### PROBLEM
Count the lines in the records below that contain the string "rear", with uppercase and lowercase treated as different. Reply with the number only.

### INPUT ROWS
▽

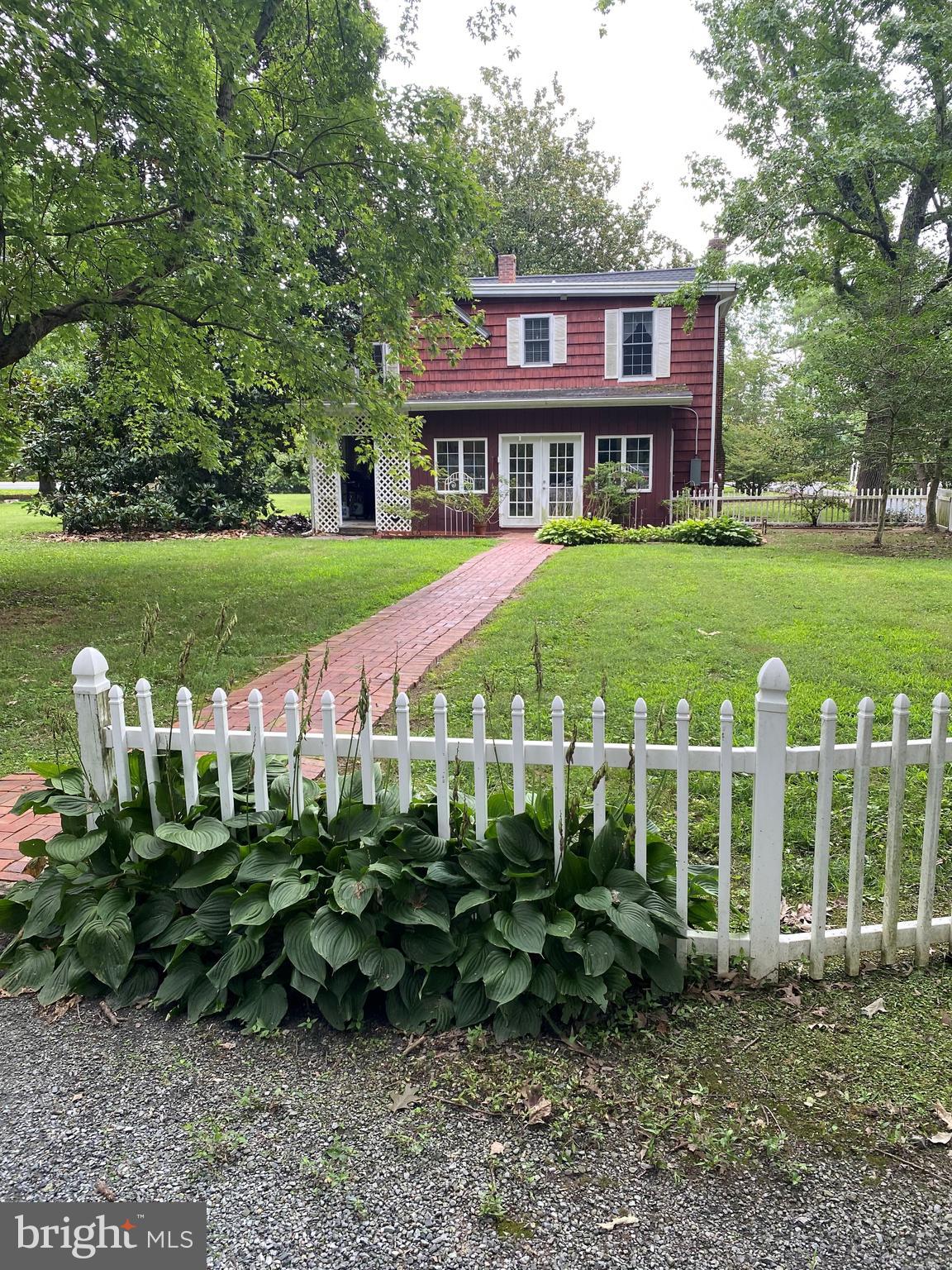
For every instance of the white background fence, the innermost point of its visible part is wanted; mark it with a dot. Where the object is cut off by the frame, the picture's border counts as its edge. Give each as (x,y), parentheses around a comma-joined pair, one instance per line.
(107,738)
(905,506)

△
▽

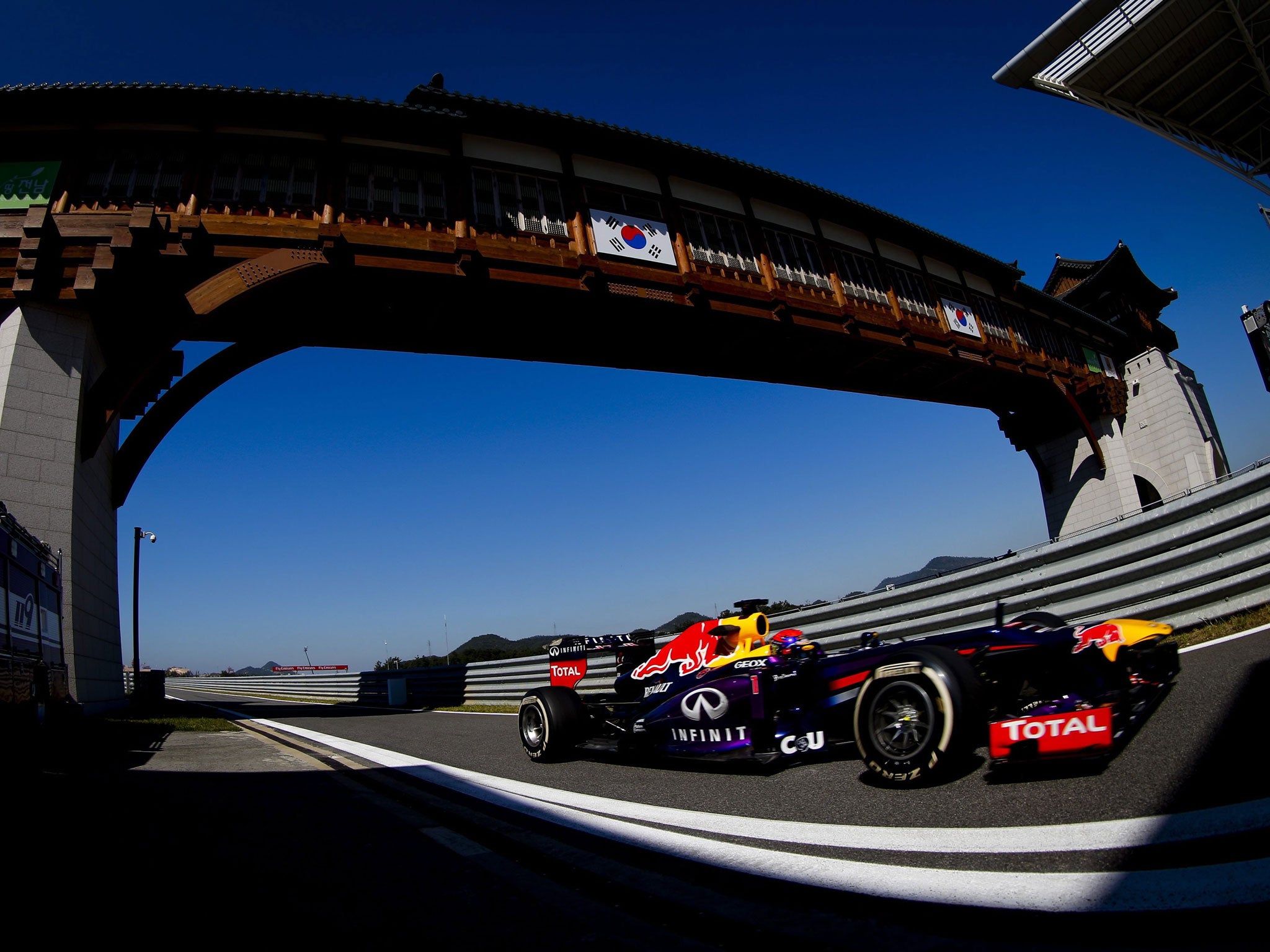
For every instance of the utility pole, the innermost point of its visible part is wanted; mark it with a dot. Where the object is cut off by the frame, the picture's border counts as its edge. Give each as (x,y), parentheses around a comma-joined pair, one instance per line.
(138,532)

△
▽

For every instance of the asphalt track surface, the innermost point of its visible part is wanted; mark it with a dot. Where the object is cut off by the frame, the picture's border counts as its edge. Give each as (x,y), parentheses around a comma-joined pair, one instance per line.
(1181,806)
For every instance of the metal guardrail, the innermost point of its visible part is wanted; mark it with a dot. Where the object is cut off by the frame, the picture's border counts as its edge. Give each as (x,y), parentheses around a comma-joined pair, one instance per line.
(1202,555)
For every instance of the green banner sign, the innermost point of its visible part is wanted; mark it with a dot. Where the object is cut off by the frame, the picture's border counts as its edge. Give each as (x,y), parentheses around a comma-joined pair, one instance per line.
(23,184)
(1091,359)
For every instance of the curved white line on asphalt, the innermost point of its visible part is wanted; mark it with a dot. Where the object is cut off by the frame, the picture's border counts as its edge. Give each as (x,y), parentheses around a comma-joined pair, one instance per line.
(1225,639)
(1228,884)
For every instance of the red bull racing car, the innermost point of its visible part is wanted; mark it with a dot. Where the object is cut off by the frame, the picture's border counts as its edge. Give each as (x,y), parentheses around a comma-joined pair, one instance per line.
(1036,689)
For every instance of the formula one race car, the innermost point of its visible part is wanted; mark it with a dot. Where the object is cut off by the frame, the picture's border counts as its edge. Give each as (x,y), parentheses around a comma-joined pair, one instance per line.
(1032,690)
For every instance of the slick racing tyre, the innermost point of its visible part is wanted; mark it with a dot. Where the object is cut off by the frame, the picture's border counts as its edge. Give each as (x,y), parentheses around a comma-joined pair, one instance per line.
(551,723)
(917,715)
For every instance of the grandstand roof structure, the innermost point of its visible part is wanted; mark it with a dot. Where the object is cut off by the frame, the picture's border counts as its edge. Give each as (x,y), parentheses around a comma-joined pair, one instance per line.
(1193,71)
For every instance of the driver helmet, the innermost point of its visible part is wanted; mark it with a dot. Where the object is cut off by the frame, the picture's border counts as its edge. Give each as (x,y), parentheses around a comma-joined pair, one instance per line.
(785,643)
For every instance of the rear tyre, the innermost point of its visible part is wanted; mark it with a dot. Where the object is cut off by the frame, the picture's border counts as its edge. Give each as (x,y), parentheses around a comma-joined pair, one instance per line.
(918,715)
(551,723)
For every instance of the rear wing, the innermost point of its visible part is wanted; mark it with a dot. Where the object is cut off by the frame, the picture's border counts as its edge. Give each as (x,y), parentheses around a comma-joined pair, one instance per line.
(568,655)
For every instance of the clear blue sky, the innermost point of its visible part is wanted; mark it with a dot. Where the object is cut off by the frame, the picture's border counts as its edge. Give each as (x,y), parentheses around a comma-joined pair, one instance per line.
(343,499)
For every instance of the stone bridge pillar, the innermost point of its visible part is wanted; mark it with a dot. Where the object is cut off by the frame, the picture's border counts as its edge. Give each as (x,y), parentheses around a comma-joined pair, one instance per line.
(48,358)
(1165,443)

△

### FINISHED TASK
2